● Exercise details
Locate every line in the data below that contains the string "group" and copy each of those lines.

** begin Task data **

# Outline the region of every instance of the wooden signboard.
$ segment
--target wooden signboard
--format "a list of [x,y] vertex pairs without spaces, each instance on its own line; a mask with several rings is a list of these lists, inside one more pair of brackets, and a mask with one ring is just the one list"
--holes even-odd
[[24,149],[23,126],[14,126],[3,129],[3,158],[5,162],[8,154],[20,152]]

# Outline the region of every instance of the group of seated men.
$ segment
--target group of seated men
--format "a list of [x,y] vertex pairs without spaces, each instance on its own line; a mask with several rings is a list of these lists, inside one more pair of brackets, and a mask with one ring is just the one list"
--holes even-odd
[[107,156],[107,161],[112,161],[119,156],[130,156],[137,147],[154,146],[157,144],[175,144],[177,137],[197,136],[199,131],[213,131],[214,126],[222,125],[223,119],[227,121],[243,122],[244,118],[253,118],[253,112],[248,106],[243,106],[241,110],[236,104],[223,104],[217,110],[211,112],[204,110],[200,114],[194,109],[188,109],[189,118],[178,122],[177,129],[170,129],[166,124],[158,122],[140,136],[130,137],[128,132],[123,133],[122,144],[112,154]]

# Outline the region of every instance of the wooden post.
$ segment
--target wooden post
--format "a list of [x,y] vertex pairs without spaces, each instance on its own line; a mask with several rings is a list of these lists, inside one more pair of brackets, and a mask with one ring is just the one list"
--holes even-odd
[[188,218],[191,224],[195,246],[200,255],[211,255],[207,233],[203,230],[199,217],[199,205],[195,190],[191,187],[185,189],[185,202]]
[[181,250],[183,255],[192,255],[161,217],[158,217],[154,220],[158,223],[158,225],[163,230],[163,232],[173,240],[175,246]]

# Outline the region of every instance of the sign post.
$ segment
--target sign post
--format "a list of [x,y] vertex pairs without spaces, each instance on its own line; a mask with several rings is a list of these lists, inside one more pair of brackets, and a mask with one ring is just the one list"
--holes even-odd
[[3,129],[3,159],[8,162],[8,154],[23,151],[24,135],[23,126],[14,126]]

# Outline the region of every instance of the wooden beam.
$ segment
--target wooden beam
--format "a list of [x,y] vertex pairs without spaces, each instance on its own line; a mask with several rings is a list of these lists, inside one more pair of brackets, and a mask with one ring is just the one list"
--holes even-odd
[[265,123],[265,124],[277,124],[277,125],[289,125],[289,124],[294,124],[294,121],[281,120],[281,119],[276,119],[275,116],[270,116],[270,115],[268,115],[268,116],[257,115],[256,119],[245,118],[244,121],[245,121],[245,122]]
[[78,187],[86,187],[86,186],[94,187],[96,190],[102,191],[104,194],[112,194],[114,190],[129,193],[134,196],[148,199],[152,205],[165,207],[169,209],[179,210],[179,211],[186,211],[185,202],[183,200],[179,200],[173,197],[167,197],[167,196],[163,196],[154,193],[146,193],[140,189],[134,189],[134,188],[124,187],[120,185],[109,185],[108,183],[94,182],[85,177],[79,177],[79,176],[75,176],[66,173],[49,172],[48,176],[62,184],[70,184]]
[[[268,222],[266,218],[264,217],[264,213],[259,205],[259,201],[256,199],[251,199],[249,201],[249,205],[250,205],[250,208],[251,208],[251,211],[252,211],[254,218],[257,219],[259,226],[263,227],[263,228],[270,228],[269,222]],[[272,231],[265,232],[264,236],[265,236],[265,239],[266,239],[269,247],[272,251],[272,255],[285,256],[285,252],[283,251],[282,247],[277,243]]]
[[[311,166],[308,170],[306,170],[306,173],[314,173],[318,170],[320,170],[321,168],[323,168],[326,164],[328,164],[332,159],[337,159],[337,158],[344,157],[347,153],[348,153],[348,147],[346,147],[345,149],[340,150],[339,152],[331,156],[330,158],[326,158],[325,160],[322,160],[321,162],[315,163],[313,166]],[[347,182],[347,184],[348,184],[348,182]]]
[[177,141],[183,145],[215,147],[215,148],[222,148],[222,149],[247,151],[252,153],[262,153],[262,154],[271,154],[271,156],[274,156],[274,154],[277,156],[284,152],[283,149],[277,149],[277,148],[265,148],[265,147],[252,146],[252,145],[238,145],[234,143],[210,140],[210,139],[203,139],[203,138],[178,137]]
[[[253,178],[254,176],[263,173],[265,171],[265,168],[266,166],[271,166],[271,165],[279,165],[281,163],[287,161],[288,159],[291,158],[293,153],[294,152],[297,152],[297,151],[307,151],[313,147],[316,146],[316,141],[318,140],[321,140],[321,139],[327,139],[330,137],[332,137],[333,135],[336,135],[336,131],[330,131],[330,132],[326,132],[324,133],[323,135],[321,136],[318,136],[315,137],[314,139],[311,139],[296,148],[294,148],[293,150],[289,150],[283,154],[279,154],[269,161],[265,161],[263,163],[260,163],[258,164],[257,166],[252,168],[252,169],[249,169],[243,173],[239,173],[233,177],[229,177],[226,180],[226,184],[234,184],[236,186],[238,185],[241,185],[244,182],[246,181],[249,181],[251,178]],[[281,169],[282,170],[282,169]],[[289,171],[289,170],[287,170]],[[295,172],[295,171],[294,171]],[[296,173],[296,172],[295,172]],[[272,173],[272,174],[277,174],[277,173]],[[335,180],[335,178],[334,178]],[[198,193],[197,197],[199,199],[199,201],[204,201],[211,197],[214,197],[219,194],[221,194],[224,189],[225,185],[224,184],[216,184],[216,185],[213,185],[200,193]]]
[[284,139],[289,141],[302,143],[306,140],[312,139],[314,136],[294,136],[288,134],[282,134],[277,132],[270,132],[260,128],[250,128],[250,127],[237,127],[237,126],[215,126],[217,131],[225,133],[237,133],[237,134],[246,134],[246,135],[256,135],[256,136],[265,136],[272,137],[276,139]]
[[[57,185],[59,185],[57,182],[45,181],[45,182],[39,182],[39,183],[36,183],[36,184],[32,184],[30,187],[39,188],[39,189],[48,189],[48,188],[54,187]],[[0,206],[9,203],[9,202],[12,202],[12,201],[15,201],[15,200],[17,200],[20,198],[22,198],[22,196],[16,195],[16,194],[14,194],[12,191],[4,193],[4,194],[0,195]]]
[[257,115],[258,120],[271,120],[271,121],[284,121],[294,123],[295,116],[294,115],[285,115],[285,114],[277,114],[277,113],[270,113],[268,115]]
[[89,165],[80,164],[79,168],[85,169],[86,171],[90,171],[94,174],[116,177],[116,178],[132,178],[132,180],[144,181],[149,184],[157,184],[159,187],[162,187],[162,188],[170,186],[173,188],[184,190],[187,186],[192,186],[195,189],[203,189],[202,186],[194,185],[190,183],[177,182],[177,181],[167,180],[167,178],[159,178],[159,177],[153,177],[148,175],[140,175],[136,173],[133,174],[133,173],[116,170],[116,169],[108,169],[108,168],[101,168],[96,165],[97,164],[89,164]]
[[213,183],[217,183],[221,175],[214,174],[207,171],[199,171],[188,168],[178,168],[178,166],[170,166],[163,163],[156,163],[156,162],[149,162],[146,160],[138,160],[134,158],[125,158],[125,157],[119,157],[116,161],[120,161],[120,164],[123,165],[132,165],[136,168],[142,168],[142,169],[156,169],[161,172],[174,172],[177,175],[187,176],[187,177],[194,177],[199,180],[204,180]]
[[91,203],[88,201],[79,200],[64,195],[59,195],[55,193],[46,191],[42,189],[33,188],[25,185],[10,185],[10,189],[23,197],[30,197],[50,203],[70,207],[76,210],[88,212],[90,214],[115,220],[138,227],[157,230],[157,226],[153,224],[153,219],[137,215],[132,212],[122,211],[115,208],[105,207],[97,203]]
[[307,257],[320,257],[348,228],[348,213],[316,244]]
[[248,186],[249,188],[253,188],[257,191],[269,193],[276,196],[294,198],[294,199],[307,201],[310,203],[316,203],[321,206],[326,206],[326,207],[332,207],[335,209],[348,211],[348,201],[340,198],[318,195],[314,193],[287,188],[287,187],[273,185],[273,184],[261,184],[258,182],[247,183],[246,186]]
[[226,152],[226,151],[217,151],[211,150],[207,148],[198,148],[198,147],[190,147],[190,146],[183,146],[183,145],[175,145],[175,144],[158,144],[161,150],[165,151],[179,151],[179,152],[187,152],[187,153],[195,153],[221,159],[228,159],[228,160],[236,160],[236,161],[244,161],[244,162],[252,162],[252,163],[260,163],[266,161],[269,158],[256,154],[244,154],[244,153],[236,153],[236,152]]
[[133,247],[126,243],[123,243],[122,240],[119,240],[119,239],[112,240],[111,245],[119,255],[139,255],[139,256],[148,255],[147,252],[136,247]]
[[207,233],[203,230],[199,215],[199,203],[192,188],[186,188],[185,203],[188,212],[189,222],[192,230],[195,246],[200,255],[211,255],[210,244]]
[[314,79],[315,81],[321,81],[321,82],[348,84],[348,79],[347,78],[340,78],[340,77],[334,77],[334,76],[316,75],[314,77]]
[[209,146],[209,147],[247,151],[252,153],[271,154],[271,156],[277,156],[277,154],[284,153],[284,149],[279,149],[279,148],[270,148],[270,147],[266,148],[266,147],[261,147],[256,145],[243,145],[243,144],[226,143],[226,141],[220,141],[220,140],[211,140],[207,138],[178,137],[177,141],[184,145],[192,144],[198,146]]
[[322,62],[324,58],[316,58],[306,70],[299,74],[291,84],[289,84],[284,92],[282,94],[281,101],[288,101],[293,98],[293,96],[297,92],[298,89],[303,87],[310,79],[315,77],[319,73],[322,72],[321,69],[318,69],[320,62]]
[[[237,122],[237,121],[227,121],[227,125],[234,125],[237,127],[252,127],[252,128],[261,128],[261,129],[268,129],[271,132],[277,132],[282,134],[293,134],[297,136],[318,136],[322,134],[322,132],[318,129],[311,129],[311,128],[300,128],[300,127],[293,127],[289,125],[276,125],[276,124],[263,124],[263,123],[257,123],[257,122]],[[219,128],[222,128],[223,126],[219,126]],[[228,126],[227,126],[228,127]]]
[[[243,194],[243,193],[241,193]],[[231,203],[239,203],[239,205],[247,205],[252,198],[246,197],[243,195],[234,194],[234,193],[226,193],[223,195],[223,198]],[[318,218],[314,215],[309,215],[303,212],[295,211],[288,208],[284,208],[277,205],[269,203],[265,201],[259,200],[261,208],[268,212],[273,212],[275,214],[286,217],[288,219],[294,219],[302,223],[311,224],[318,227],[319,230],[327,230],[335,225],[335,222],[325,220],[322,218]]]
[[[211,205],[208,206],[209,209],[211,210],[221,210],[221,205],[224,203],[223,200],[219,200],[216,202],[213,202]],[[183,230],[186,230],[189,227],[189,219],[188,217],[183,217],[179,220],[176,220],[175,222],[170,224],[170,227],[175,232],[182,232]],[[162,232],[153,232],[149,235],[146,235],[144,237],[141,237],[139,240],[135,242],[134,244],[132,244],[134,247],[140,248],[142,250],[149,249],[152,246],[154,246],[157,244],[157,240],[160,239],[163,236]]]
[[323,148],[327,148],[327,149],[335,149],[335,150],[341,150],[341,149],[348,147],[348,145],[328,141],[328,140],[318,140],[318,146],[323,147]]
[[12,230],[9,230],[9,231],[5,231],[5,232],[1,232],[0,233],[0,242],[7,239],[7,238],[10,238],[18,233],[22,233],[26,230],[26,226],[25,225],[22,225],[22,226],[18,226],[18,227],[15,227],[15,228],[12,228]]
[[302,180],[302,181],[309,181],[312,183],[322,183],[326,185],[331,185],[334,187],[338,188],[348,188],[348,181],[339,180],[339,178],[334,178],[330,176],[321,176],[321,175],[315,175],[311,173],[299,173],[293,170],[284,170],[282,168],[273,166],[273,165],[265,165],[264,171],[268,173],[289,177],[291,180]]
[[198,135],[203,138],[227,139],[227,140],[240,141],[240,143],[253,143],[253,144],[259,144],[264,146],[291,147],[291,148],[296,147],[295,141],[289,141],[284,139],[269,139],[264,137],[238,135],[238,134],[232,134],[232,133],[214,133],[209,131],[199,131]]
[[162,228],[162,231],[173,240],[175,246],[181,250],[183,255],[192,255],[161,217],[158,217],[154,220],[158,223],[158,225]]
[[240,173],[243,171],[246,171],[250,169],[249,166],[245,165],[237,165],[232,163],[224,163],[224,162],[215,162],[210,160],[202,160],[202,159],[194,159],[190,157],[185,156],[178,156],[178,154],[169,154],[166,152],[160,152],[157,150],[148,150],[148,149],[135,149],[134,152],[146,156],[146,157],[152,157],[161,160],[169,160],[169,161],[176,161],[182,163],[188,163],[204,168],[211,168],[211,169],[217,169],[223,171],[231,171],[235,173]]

** end Task data **

● The completed task
# Outline the region of every instance of the group of seated men.
--target group of seated men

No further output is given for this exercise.